--- PROVIDED ENTRIES ---
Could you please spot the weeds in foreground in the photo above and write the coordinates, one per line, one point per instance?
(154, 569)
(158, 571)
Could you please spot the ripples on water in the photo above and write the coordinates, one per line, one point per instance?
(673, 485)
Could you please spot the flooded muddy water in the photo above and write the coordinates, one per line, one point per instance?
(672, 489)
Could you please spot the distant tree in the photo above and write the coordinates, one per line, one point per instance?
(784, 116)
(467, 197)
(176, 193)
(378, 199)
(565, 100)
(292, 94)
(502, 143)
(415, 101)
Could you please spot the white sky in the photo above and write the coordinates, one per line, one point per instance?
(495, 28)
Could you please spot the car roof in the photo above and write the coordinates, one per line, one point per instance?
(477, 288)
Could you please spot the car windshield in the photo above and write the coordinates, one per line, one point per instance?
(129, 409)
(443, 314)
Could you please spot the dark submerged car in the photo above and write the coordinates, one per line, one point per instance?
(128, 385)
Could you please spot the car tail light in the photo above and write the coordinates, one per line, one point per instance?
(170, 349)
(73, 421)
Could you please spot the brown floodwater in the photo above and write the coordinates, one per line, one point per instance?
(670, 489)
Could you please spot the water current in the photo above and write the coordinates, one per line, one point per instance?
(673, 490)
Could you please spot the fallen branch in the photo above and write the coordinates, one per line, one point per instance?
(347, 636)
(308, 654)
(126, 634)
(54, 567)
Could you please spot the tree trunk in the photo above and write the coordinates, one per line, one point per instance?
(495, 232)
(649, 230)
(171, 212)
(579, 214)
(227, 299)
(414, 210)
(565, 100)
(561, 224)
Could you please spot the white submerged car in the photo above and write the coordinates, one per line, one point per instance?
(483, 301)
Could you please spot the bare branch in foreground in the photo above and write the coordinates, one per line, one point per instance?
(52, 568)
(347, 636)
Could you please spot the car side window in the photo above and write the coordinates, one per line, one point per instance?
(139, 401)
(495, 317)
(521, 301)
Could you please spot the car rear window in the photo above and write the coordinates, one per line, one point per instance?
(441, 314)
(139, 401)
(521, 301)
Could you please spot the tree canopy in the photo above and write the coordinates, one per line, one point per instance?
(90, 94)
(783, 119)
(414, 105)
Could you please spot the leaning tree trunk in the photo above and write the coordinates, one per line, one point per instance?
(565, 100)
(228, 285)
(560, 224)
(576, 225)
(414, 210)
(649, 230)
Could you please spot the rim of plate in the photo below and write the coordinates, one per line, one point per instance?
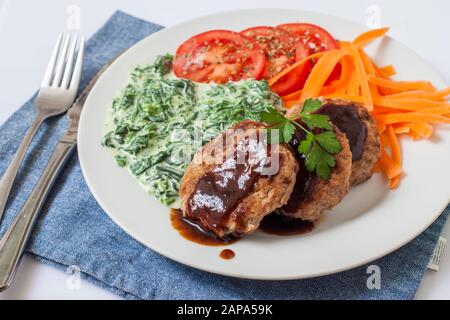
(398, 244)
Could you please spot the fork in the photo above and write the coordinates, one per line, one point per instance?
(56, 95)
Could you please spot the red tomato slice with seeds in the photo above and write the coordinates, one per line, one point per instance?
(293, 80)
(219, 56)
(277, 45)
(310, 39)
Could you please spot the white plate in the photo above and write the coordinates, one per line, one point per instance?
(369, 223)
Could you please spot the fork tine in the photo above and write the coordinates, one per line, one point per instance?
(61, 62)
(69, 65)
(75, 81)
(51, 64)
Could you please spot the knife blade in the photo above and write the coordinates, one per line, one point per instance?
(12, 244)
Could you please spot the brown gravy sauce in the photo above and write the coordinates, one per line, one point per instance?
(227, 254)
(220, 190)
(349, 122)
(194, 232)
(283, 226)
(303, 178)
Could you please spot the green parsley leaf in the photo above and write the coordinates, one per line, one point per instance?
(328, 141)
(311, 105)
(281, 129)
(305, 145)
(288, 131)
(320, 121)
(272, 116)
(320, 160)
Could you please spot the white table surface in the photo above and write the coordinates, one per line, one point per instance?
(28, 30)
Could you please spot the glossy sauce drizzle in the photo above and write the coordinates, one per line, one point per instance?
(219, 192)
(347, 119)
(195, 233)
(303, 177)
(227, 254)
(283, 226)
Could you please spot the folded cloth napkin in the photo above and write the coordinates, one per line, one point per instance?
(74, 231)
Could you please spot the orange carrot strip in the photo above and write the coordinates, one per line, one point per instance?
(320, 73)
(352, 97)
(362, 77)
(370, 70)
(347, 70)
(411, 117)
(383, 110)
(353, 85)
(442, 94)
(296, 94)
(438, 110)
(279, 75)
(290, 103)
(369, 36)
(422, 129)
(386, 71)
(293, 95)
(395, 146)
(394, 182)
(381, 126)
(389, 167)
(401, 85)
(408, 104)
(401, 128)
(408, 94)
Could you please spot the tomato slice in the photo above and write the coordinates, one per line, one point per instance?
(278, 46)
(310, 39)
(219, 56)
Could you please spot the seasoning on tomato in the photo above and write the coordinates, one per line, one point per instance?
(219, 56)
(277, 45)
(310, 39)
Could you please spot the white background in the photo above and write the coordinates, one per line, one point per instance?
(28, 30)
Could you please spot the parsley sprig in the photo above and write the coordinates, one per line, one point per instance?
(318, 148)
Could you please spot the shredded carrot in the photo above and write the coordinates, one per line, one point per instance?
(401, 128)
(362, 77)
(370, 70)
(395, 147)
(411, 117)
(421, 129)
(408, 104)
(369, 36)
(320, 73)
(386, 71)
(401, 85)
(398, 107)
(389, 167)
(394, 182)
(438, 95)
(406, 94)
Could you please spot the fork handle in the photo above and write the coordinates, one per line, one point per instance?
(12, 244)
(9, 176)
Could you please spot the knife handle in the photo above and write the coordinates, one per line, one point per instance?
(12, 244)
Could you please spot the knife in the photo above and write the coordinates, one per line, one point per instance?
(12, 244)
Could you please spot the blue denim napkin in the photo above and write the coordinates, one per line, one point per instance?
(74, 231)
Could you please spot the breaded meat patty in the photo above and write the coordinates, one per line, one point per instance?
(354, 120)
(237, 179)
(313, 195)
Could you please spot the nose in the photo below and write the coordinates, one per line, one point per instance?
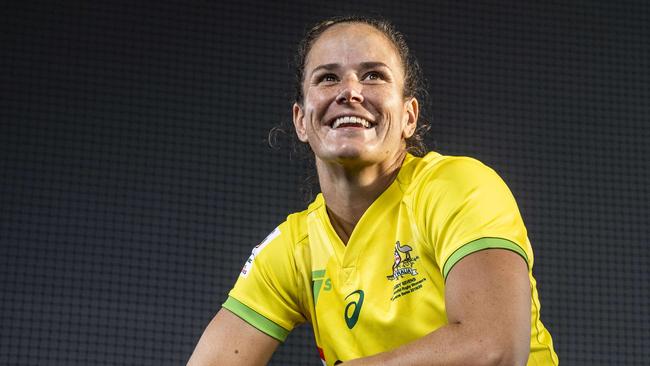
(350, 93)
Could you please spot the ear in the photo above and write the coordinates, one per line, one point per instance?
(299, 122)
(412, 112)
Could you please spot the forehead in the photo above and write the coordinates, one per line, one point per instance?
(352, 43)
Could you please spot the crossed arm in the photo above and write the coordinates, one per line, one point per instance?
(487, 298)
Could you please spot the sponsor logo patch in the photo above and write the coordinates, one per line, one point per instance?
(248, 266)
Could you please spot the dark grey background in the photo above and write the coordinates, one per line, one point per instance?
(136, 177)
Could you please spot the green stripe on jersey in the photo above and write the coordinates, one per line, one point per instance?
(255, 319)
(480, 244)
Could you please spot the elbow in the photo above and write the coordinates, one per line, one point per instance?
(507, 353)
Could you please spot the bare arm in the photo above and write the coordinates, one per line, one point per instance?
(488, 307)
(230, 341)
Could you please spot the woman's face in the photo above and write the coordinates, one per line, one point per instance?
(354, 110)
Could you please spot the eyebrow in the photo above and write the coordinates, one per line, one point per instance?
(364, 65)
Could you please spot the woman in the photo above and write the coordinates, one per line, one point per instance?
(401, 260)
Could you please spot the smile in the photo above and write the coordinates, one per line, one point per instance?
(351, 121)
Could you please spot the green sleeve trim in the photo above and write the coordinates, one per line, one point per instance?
---
§ WORK REQUEST: Every record must be copied exactly, with the pictures left out.

§ ANSWER BOX:
Could you please spot the weeds in foreground in the photo above and write the coordinates, one per line, one point per instance?
(154, 569)
(158, 571)
Could you please spot the ripples on water in the photo above and write the coordinates, one per line, one point per instance?
(673, 485)
Could you please spot the flooded muddy water in the photo above and write the coordinates, one per line, one point per instance?
(672, 489)
Could you please spot the distant tree in the photo above and write the coordinates, one per line, one point per instance?
(784, 116)
(467, 197)
(176, 193)
(378, 199)
(565, 100)
(292, 94)
(502, 143)
(415, 101)
Could you please spot the white sky in the photo above and write the coordinates, one per line, one point per instance?
(495, 28)
Could you please spot the car roof in the photo above and write the coordinates, one per line, one point per instance?
(477, 288)
Could you please spot the car windshield in the photo above and write the coordinates, one per line, one point per instance?
(129, 409)
(443, 314)
Could you please spot the dark submerged car in the photo above and write the coordinates, one per line, one point per instance?
(128, 385)
Could you please spot the car tail light in the photo above and write the coordinates, one per line, one point per instance?
(170, 349)
(73, 421)
Could you please spot the brown floodwater in the photo above and write the coordinates, one per line, one point per instance?
(670, 489)
Could you please spot the water current in the photo above and write the coordinates, one per line, one point per instance?
(673, 490)
Could you please spot the fallen branch in the photo above and write the coordinates, one per line, one point per instance?
(347, 636)
(308, 654)
(126, 634)
(54, 567)
Could you please spot the tree trunk in the photo above and write the coordinates, one per line, one point per instance?
(495, 232)
(649, 230)
(171, 212)
(579, 214)
(227, 299)
(414, 210)
(565, 100)
(561, 224)
Could you please spot the white submerged car in the photo above and write the coordinates, one per line, one point per instance?
(483, 301)
Could you please spot the bare branch in foreground in the photo above and write the coordinates, one per line, one point per instance?
(52, 568)
(347, 636)
Could you please spot the car side window in the photo above and write the coordinates, one per line, one point per instance?
(139, 401)
(495, 317)
(521, 301)
Could you please spot the car rear window in the photo above and write the coordinates, one per line, one point per instance?
(441, 314)
(139, 401)
(521, 301)
Could you please spot the tree canopy in the photo above and write the coordinates, one per line, one point per instance?
(90, 94)
(783, 119)
(414, 105)
Could you please spot the leaning tree trunk in the photo above and write the coordinates, one per line, one point per instance?
(565, 100)
(228, 285)
(560, 224)
(576, 225)
(414, 210)
(649, 230)
Could you please spot the rim of plate in the photo below and write the coordinates, one per line, one point per instance?
(398, 244)
Could you please spot the fork in the photo above and write the coordinates, one per line, one point per instance?
(56, 95)
Could you please spot the red tomato slice with seeds in the photo above and write the coordinates, one per line, one point per instance?
(293, 80)
(219, 56)
(277, 45)
(310, 39)
Could you please spot the white plate in the photo above and write the coordinates, one per line, one point per instance?
(369, 223)
Could you please spot the fork tine in the photo above and write the coordinates, one per line, one point per instance?
(61, 62)
(69, 65)
(75, 81)
(51, 64)
Could you please spot the knife blade in the photo above and write the coordinates, one per line, one point per instance?
(12, 244)
Could you please spot the brown gravy sauce in the photo above and write the coordinates, one per line, one point per instance?
(227, 254)
(220, 190)
(349, 122)
(194, 232)
(283, 226)
(303, 178)
Could you please spot the green parsley leaf in the photo above and write the coordinates, one per line, one point per instance?
(328, 141)
(311, 105)
(281, 129)
(305, 145)
(288, 131)
(320, 121)
(272, 116)
(320, 160)
Could you please spot the white table surface in the photo above and write the coordinates, one per line, one point per instance?
(28, 30)
Could you please spot the glossy sauce drizzle in the photo above and write the coordinates, one per line, one point per instance?
(219, 192)
(347, 119)
(195, 233)
(303, 177)
(227, 254)
(283, 226)
Could you please spot the folded cloth napkin in the photo above and write the coordinates, one per line, one point per instance?
(74, 231)
Could you please spot the orange carrot strip in the photo above and write the coordinates, one per line, one point per instance?
(320, 73)
(352, 97)
(362, 77)
(370, 70)
(347, 70)
(411, 117)
(383, 110)
(353, 85)
(442, 94)
(296, 94)
(438, 110)
(279, 75)
(290, 103)
(369, 36)
(422, 129)
(386, 71)
(293, 95)
(395, 146)
(394, 182)
(381, 126)
(389, 167)
(401, 85)
(408, 104)
(401, 128)
(408, 94)
Could you please spot the tomato slice in the photo above and write the coordinates, one per line, one point per instance?
(278, 46)
(310, 39)
(219, 56)
Could you please spot the seasoning on tomato in the photo above and write the coordinates, one per line, one point per instance?
(219, 56)
(277, 45)
(310, 39)
Could you please spot the white background in the photo above and write the coordinates, one per line, one point per instance?
(28, 30)
Could you please spot the parsley sprig in the photo above and write the coordinates, one per line, one point per instance?
(318, 148)
Could you please spot the shredded carrot in the photo above and write the coordinates, one per line, one point per instance?
(401, 128)
(362, 77)
(370, 70)
(395, 147)
(411, 117)
(421, 129)
(408, 104)
(369, 36)
(320, 73)
(386, 71)
(401, 85)
(398, 107)
(389, 167)
(394, 182)
(438, 95)
(406, 94)
Could you please spot the fork handle in the photo above and write the coordinates, one per line, one point per instance?
(12, 244)
(9, 176)
Could you please spot the knife handle in the photo above and write the coordinates, one per line, one point per instance?
(12, 244)
Could you please spot the knife in the photo above and write the coordinates, one per line, one point per instance?
(12, 244)
Could you please spot the blue denim napkin in the photo above and write the coordinates, one per line, one point per instance?
(74, 231)
Could you please spot the breaded meat patty in the photo above and write the coordinates, one per line, one point per instance?
(354, 120)
(237, 179)
(313, 195)
Could you please spot the nose in the photo below and write the coordinates, one per line, one point per instance?
(350, 93)
Could you please spot the ear in the photo above and write the coordinates, one per line, one point per instance?
(299, 122)
(412, 112)
Could you please spot the forehead in the photo above and write the coordinates, one per line, one point per instance?
(352, 43)
Could you please spot the crossed arm in the photo above and write the coordinates, one per line, one point per instance?
(487, 298)
Could you please spot the sponsor logo patch in the photo above and write the coordinates, one per line, one point per instance?
(248, 266)
Could you please spot the dark grey background in the photo above and write the coordinates, one per line, one point per instance?
(136, 177)
Could you please spot the green stripe on jersey in the photo above and write the coordinates, one per line, one point per instance?
(255, 319)
(480, 244)
Could you please spot the elbow in the photo above and write the coordinates, one per line, one point per instance?
(507, 353)
Could you please spot the bare arm in the photo above and write the coordinates, one per line, one point per instance?
(488, 307)
(230, 341)
Could you please spot the woman's face in the photo above and write the coordinates, one per line, one point per instance?
(354, 110)
Could you please spot the eyebrow in the photo above and write the coordinates, one per line, one point per instance?
(364, 65)
Could you please spot the woman in the photo above and write the coordinates, one per line, one point per instance?
(401, 260)
Could you please spot the smile in the photo above and write the coordinates, one per line, one point per instance?
(351, 121)
Could you please spot the green sleeve trim in the photo above and write the coordinates, one per line, one point per instance?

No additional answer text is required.